◆ Do this: Reproduce word for word the part of the records that opens with the line containing "pile of stone" and runs through the end of the records. Leave the pictures out of your answer.

◆ Records supplied:
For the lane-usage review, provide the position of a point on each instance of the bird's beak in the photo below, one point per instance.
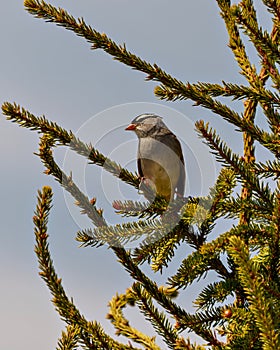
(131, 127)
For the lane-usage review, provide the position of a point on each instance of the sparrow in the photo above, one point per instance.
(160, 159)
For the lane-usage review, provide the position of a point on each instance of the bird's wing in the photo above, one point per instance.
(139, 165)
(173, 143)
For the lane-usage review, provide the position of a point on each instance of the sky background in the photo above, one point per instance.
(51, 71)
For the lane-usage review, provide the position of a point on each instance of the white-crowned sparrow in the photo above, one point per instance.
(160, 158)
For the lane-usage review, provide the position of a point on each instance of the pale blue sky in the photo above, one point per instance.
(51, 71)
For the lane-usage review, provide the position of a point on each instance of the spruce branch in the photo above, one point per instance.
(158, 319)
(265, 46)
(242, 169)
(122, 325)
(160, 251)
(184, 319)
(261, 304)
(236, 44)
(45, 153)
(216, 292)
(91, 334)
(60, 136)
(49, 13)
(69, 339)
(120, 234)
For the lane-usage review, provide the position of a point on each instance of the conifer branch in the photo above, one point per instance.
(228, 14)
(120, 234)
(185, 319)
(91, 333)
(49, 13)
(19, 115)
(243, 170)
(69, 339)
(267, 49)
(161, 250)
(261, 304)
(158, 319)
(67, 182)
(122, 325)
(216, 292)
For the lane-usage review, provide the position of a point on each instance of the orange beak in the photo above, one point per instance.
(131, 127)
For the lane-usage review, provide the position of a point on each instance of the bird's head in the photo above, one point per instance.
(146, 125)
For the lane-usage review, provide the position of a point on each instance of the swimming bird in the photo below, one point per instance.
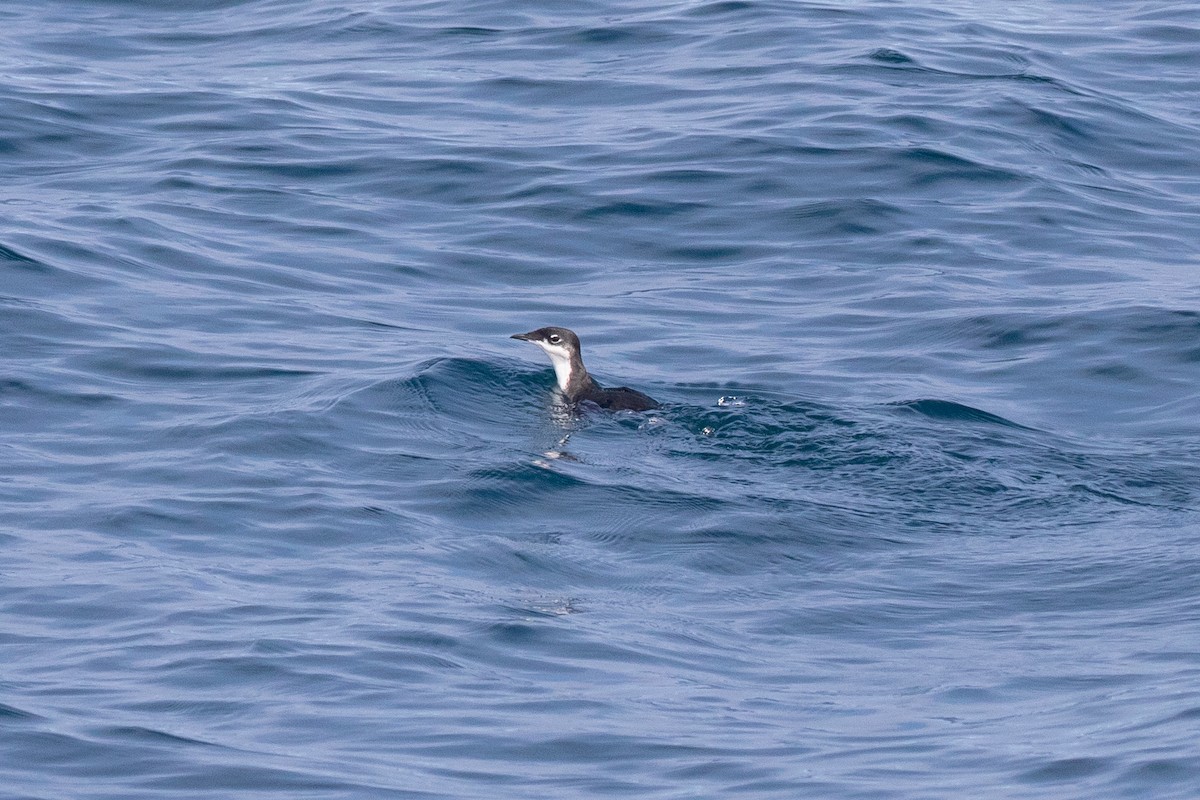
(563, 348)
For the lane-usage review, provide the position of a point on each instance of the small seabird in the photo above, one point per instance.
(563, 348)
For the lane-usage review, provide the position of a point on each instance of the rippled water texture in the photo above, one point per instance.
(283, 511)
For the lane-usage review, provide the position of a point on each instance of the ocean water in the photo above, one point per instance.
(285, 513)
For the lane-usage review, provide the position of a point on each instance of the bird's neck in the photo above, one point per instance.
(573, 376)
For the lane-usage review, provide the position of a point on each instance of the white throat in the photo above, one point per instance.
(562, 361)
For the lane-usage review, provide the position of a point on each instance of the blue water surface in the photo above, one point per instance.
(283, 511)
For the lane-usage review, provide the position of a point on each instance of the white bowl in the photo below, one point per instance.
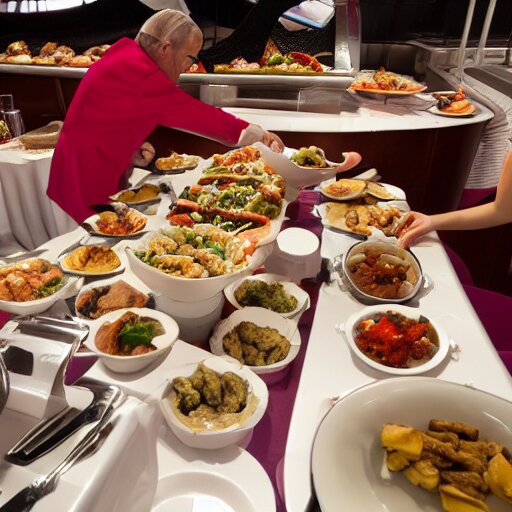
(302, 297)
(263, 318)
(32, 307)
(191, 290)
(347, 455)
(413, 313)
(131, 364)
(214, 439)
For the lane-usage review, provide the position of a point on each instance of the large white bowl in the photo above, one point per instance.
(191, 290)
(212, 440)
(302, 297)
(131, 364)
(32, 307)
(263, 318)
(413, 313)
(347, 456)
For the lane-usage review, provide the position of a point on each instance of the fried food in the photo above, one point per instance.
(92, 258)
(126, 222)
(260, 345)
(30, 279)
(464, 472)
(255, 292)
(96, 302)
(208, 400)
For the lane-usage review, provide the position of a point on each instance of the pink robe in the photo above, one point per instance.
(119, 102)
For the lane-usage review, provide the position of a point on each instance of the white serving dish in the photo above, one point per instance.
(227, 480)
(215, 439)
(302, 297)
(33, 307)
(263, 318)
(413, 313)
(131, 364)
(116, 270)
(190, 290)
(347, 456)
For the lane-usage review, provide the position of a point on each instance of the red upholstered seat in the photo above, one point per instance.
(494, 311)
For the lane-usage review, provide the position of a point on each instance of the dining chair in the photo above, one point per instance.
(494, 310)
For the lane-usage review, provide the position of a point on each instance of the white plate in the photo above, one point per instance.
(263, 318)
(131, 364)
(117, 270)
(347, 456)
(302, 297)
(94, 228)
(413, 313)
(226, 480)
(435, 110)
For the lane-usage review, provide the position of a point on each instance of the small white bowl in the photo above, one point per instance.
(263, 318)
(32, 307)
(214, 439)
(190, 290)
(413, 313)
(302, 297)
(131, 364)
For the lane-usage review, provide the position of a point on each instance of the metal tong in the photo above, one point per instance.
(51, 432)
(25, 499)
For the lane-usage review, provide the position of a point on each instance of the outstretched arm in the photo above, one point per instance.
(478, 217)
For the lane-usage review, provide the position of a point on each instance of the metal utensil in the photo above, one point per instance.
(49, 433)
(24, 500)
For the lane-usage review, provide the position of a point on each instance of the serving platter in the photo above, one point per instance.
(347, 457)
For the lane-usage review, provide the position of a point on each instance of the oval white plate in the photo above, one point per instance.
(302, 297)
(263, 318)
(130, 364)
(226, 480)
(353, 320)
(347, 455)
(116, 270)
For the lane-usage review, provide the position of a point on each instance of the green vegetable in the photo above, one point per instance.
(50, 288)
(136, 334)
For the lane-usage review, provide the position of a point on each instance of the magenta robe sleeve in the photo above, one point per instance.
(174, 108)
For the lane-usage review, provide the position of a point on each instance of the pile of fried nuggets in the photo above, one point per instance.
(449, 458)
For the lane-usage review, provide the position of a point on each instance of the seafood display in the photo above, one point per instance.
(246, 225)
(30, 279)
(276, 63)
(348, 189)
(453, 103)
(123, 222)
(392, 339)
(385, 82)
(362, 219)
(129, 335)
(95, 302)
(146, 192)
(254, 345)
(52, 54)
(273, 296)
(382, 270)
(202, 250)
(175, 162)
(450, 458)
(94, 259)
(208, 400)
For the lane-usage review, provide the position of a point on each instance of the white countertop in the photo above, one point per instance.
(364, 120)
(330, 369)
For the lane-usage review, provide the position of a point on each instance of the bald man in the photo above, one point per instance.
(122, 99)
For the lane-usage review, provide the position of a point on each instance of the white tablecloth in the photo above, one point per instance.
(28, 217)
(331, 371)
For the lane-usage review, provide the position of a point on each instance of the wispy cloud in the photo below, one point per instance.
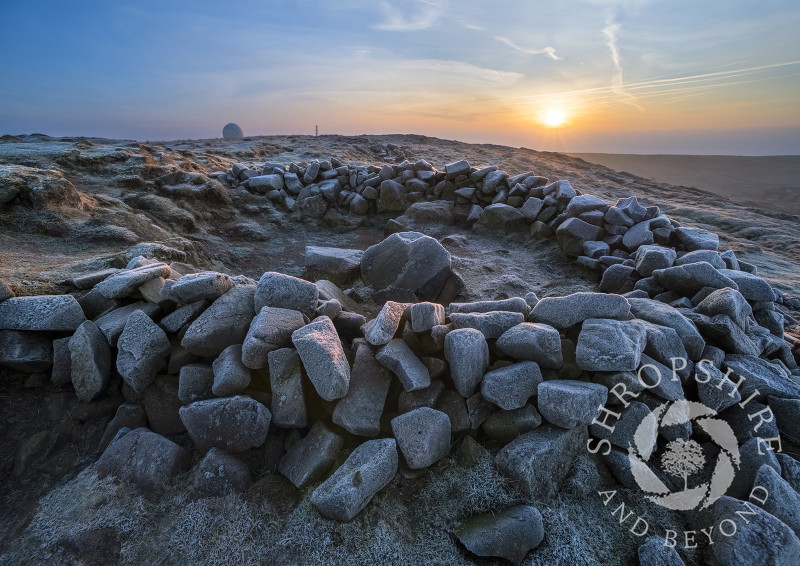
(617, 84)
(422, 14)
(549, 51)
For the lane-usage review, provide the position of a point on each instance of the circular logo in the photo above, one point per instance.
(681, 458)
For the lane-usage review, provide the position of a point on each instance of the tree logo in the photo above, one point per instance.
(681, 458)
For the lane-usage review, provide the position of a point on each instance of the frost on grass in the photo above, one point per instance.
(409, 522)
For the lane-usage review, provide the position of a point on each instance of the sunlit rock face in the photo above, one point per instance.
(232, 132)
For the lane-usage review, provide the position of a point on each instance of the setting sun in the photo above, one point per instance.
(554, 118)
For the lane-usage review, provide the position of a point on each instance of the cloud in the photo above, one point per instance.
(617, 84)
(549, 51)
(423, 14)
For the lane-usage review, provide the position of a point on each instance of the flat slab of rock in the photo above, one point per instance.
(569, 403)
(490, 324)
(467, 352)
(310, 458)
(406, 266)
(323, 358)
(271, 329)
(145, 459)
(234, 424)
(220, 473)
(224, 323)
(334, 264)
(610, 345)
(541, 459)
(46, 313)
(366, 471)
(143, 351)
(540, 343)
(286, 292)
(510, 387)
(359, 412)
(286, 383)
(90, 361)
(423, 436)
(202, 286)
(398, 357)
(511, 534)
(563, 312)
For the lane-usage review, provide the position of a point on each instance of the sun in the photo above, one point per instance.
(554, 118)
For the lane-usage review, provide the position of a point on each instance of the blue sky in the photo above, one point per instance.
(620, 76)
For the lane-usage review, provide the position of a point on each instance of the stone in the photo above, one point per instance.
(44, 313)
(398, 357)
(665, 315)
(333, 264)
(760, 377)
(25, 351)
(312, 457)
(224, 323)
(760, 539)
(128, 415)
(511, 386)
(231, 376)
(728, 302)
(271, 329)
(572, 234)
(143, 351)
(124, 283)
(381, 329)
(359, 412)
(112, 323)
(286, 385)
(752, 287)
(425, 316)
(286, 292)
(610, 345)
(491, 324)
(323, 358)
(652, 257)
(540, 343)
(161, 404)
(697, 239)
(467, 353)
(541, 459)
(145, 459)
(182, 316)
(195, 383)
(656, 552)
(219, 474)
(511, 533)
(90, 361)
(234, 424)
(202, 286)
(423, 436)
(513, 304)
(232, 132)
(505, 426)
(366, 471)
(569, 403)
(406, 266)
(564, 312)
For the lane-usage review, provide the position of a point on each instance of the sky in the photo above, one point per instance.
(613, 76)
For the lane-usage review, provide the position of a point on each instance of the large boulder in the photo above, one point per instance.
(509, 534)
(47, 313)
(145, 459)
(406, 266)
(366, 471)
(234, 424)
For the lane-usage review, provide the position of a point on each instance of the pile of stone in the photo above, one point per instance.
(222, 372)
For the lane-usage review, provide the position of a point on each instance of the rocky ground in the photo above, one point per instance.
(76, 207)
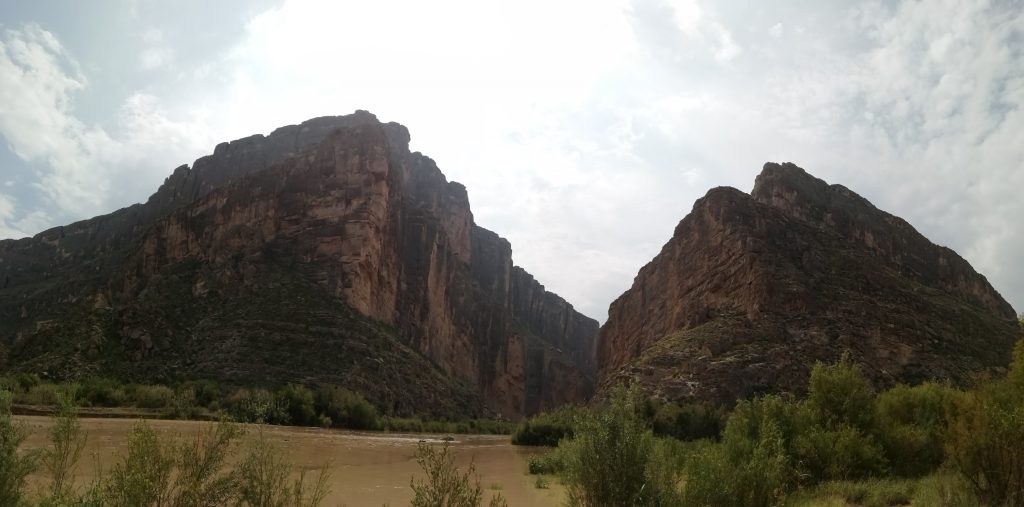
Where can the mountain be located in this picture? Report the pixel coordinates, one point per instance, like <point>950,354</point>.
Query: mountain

◆ Expected answer:
For the lane-usage review, provide the position of a point on each instance of the pile of stone in the photo above, one point per instance.
(222, 372)
For the lane-usage review, provide the position of a point on each instance of the rocky ground in the photo above, one point per instance.
(76, 207)
Where can the mountain be located in this picture? Report the pixel coordinates, one point per instance, like <point>950,354</point>.
Query: mountain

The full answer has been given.